* **Stored rows**:
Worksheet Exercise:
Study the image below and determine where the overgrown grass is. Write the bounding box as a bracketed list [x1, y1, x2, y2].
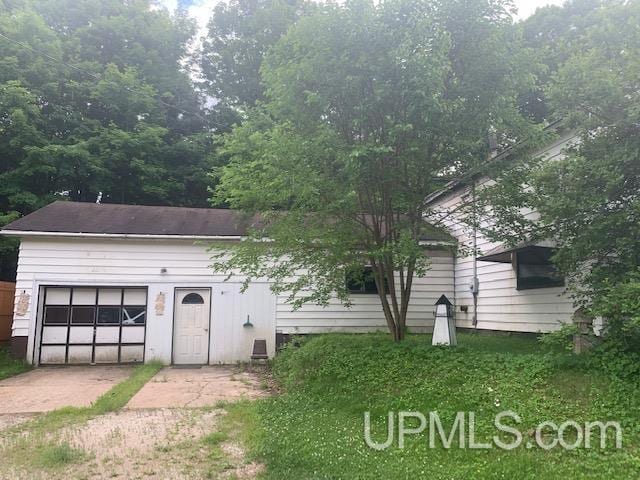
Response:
[0, 347, 31, 380]
[0, 363, 162, 475]
[236, 334, 640, 479]
[33, 442, 89, 469]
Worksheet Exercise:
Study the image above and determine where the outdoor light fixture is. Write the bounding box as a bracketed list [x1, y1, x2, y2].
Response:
[431, 295, 458, 345]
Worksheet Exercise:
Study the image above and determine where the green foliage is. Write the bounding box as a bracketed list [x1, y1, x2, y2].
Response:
[214, 0, 535, 340]
[538, 323, 578, 352]
[240, 334, 640, 479]
[0, 0, 233, 279]
[34, 443, 87, 469]
[0, 347, 31, 380]
[472, 2, 640, 326]
[593, 272, 640, 354]
[200, 0, 311, 108]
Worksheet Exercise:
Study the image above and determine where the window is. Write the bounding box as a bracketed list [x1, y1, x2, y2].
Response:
[346, 267, 389, 295]
[44, 307, 69, 325]
[43, 287, 147, 326]
[182, 293, 204, 305]
[71, 307, 96, 325]
[515, 247, 564, 290]
[97, 307, 120, 325]
[122, 307, 146, 325]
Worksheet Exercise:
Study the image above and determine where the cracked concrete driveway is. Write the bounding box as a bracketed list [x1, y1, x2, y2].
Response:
[0, 366, 131, 415]
[126, 366, 264, 408]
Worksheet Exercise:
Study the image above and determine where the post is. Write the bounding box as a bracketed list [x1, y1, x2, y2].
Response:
[431, 295, 458, 345]
[573, 308, 593, 353]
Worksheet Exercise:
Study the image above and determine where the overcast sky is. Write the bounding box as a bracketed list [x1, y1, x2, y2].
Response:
[160, 0, 564, 37]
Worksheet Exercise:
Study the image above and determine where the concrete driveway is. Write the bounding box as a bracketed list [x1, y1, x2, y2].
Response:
[126, 366, 265, 409]
[0, 366, 131, 415]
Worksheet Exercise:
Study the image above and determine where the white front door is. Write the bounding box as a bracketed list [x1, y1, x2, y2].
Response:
[173, 288, 211, 365]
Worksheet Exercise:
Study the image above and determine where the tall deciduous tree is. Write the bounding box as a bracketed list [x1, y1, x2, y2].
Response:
[200, 0, 311, 107]
[0, 0, 226, 279]
[476, 2, 640, 332]
[215, 0, 532, 340]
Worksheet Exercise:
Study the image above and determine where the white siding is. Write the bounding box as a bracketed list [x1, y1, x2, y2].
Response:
[432, 135, 574, 332]
[277, 251, 453, 333]
[13, 237, 453, 363]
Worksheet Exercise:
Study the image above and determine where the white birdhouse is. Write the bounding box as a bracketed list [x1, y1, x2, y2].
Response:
[431, 295, 458, 345]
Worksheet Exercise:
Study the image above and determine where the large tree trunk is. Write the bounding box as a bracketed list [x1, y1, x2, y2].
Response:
[371, 260, 413, 342]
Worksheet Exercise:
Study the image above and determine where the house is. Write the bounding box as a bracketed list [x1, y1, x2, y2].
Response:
[428, 127, 577, 332]
[0, 202, 454, 365]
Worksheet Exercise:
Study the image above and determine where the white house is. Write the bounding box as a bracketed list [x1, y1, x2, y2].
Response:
[428, 132, 577, 332]
[0, 202, 454, 364]
[0, 133, 575, 364]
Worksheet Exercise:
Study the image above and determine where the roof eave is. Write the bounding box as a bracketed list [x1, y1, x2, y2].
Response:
[0, 230, 246, 240]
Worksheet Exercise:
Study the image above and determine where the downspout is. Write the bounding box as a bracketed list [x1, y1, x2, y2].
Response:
[469, 179, 479, 328]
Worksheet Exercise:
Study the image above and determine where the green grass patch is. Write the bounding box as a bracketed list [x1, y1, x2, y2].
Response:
[0, 363, 162, 475]
[0, 347, 31, 380]
[239, 334, 640, 479]
[33, 443, 89, 469]
[17, 362, 162, 432]
[202, 432, 227, 447]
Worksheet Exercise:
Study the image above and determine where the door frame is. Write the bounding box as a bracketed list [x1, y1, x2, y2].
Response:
[171, 287, 213, 365]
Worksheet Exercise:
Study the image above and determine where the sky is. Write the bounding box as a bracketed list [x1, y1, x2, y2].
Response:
[160, 0, 564, 33]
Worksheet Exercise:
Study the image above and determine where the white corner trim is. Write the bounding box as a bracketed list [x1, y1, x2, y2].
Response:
[0, 230, 246, 240]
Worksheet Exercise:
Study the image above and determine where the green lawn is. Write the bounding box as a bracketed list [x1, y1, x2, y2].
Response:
[231, 334, 640, 479]
[0, 347, 30, 380]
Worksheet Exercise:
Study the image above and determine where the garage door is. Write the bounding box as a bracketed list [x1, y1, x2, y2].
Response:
[39, 286, 147, 365]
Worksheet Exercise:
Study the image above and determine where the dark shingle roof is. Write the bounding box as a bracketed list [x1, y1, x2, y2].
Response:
[3, 201, 253, 237]
[3, 201, 455, 242]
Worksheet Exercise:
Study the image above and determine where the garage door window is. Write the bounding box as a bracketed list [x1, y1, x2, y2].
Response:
[40, 287, 147, 364]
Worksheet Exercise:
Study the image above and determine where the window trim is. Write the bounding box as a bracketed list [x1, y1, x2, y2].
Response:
[39, 284, 149, 365]
[513, 247, 566, 291]
[344, 265, 389, 295]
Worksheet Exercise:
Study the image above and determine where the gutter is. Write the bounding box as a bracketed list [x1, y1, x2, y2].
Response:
[0, 230, 456, 246]
[0, 230, 247, 240]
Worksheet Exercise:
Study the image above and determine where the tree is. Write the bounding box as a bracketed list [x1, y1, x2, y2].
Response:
[476, 2, 640, 338]
[200, 0, 310, 107]
[214, 0, 532, 340]
[0, 0, 225, 279]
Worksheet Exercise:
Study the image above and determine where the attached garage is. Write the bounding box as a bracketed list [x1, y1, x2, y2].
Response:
[0, 202, 454, 365]
[38, 286, 147, 365]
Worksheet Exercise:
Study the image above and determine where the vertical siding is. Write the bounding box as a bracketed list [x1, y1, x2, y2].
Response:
[432, 136, 574, 332]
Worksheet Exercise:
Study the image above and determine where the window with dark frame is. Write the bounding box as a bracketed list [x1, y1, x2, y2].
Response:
[43, 287, 147, 326]
[515, 247, 564, 290]
[346, 266, 389, 295]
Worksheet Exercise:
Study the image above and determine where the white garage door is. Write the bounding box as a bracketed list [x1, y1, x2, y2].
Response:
[39, 286, 147, 365]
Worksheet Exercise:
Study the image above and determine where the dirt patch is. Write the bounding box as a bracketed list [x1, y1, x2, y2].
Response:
[0, 414, 33, 433]
[127, 366, 266, 409]
[0, 408, 262, 480]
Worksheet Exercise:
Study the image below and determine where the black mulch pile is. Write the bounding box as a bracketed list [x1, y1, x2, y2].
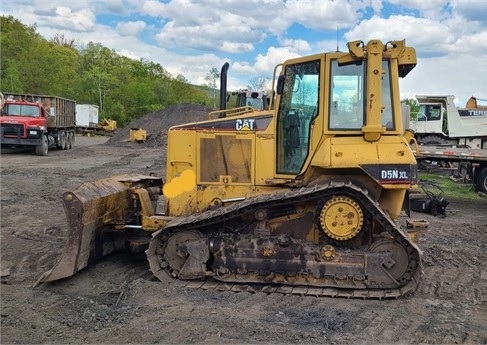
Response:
[106, 103, 211, 147]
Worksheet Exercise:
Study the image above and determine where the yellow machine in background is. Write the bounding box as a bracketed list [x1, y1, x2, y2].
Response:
[130, 128, 147, 143]
[98, 119, 117, 132]
[39, 40, 421, 298]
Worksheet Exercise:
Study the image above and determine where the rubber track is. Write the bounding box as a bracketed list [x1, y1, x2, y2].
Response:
[146, 182, 422, 299]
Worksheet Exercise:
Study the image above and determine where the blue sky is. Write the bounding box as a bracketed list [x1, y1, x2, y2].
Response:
[0, 0, 487, 106]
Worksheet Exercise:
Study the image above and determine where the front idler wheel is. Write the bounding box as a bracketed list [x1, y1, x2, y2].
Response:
[316, 195, 364, 241]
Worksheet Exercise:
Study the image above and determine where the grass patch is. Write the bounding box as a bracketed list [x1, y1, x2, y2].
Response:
[418, 172, 481, 200]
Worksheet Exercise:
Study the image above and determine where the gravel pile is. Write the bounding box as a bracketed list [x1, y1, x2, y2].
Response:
[107, 103, 211, 147]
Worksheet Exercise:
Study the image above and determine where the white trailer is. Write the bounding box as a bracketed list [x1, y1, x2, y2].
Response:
[409, 95, 487, 149]
[413, 145, 487, 194]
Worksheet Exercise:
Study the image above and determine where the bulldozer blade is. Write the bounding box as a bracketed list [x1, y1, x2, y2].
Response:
[34, 175, 162, 286]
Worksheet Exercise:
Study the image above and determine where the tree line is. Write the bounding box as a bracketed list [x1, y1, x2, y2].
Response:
[0, 16, 213, 126]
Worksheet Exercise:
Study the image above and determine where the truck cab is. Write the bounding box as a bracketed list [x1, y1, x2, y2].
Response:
[0, 98, 48, 147]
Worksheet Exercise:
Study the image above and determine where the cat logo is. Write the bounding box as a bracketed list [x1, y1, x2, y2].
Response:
[235, 119, 255, 131]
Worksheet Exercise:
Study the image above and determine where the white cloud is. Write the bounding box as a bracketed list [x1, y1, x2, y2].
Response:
[0, 0, 487, 105]
[116, 20, 146, 36]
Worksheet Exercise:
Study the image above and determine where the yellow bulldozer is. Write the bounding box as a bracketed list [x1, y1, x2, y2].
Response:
[37, 40, 422, 298]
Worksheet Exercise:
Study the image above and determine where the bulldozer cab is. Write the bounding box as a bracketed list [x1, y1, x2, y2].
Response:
[276, 41, 415, 175]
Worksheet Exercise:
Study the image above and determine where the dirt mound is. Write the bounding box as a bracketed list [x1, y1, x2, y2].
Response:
[107, 103, 211, 147]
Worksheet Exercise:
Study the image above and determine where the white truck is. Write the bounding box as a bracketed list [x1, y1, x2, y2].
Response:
[409, 95, 487, 149]
[413, 145, 487, 194]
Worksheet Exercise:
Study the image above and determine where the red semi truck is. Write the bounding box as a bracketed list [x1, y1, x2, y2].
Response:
[0, 92, 76, 156]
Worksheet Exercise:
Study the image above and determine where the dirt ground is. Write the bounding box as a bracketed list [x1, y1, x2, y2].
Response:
[0, 117, 487, 344]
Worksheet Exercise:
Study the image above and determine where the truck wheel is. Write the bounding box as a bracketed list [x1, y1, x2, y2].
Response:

* **Stated goal**:
Convert everything from the start of the items down to and including the line that contains "[126, 366, 264, 408]" into a JSON list of strings, one string per line. Omit blank lines and the pictures.

* **Exercise output**:
[
  "Worksheet Exercise:",
  "Study the image below and determine where the overgrown grass is. Write the bounding box as a bracketed list [x1, y1, x2, y2].",
  "Response:",
  "[0, 347, 31, 380]",
  "[0, 363, 162, 475]",
  "[236, 334, 640, 479]",
  "[33, 442, 89, 469]",
  "Worksheet Exercise:",
  "Study the image above and determine where the outdoor light fixture is. Write the bounding box as a bracketed list [x1, y1, x2, y2].",
  "Response:",
  "[431, 295, 458, 345]",
  "Worksheet Exercise:",
  "Study the image above and determine where the green foliage is. Write the bounding box as a bracketed list [x1, y1, x2, y2].",
  "Response:",
  "[214, 0, 535, 340]",
  "[538, 323, 578, 352]",
  "[240, 334, 640, 479]",
  "[0, 0, 233, 279]",
  "[34, 443, 87, 469]",
  "[0, 347, 31, 380]",
  "[472, 2, 640, 326]",
  "[593, 272, 640, 354]",
  "[200, 0, 311, 108]",
  "Worksheet Exercise:",
  "Study the image above and determine where the window is. Write the bounding box as a bracketed list [x1, y1, x2, y2].",
  "Response:",
  "[346, 267, 389, 295]",
  "[44, 307, 69, 325]",
  "[43, 287, 147, 326]",
  "[182, 293, 204, 305]",
  "[71, 307, 96, 325]",
  "[515, 247, 564, 290]",
  "[97, 307, 120, 325]",
  "[122, 307, 146, 325]",
  "Worksheet Exercise:",
  "Study the image above and determine where the cracked concrete driveway is. Write the bounding box as a bracketed list [x1, y1, x2, y2].",
  "Response:",
  "[0, 366, 131, 415]",
  "[126, 366, 264, 408]"
]